------ 文書 ------

ペン戯作派宣言

文・絵 / たかはしびわ

 我は数年来、全人類を全ペン類に置き換へ「ペンギン戯画」と自他共に称す芸風にて制作し居り。

 奇抜なるアイデアやパロディ的アイデアや何でもなき日常の可笑しきことに関したるアイデア等、兎に角アイデア重視のペンギン戯画は、歴史的には十返舎一九の「東海道中膝栗毛」等の洒落や滑稽や趣向を重んずる戯作、歌川国芳による擬人化したる猫、に連なるもの也。

 ゴオグやムンヒに憧れて画家を目指したりし我なれど、我が絵は戯画なりて、そもそも油絵を描き初めし二枚目の作にて、野菜を描きたるに擬人化し「野菜家族」と名付くる戯画的発想を既にしたり。さらに指を鼻の穴に入れ耳に鉛筆を刺し頭に鉛筆の箱を乗せたる自画像を描きたり。

 かかる事実を鑑みるに、我が資質は戯画に在りと覚ゆ。

------

作業内容:
a. ペンギン戯画の宣言文について、次の(i)〜(iii)がそれぞれ内容と合っているかを判定し、「はい」か「いいえ」に加えて、判断の決め手となる語句を正確に引用して答えてください。(i) 筆者は油絵を描き始めて二枚目の作で、野菜を擬人化する発想をすでにしていた。(ii) 筆者はもともと画家を目指してはいなかった。(iii) ペンギン戯画は、歌川国芳の擬人化した猫に連なるものとされている。
b. ペンギン戯画の宣言文を、最後の文の後から同じ文体で書き継いでください。

------ エントリー一覧 ------

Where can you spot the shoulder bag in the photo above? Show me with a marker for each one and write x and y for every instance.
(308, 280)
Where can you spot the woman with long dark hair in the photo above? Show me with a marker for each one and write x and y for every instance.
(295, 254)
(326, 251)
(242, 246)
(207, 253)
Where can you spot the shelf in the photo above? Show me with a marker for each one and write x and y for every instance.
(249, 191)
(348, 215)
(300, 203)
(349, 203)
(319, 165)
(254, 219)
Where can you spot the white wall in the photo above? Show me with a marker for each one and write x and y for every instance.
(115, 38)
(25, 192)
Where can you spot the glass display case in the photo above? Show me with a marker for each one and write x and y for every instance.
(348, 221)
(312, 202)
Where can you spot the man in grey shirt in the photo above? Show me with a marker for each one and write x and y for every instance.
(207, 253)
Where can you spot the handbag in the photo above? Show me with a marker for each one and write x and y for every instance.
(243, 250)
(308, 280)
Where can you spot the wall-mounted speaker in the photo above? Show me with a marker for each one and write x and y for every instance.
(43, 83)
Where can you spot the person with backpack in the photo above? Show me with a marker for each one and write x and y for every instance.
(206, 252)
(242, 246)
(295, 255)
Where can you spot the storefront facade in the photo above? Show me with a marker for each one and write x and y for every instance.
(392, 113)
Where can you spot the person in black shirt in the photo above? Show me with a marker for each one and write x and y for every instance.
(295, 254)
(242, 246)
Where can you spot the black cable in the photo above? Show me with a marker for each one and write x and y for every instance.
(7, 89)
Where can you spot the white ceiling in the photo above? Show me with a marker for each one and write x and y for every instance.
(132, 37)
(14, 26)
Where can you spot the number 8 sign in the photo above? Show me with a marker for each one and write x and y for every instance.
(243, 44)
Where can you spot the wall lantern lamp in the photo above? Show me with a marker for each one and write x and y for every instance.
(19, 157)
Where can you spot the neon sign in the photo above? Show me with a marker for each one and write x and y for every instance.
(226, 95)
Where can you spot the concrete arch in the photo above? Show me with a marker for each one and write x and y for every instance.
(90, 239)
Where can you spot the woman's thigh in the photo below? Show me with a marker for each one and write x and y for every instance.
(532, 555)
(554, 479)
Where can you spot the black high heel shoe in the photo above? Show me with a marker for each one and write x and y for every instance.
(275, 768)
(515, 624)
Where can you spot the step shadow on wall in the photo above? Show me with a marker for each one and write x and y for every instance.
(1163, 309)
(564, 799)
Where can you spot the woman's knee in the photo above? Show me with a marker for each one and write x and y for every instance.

------

期待される結果:
a.
(i) はい。「油絵を描き初めし二枚目の作にて、野菜を描きたるに擬人化し「野菜家族」と名付くる戯画的発想を既にしたり」
(ii) いいえ。「ゴオグやムンヒに憧れて画家を目指したりし我なれど」
(iii) はい。「歌川国芳による擬人化したる猫、に連なるもの也」

b.
 戯作の精神を復活さすべしといふ「新戯作派」(無頼派と呼ばるること多し)の一人太宰治の作品はどれも面白きものばかりなりしが、悲惨陰惨と言はるる「人間失格」も又ユーモアとペーソス溢るるどこまでも可笑しき作品にて、同様に戯画・戯作の精神を現代に甦へらせユーモアとペーソス溢るる作品を目指しゐたる我は差し詰め新戯作派ならぬ「ペン戯作派」とでも申すべきか。

 が誰もペン戯作派を知る者無之(これなく)、たかはしびわの名を褒め讃うる者さらに無之(これなし)。

「ひとりでは大家のような気で居れど、誰も大家と見ぬぞ悲しき」(太宰治「あさましきもの」)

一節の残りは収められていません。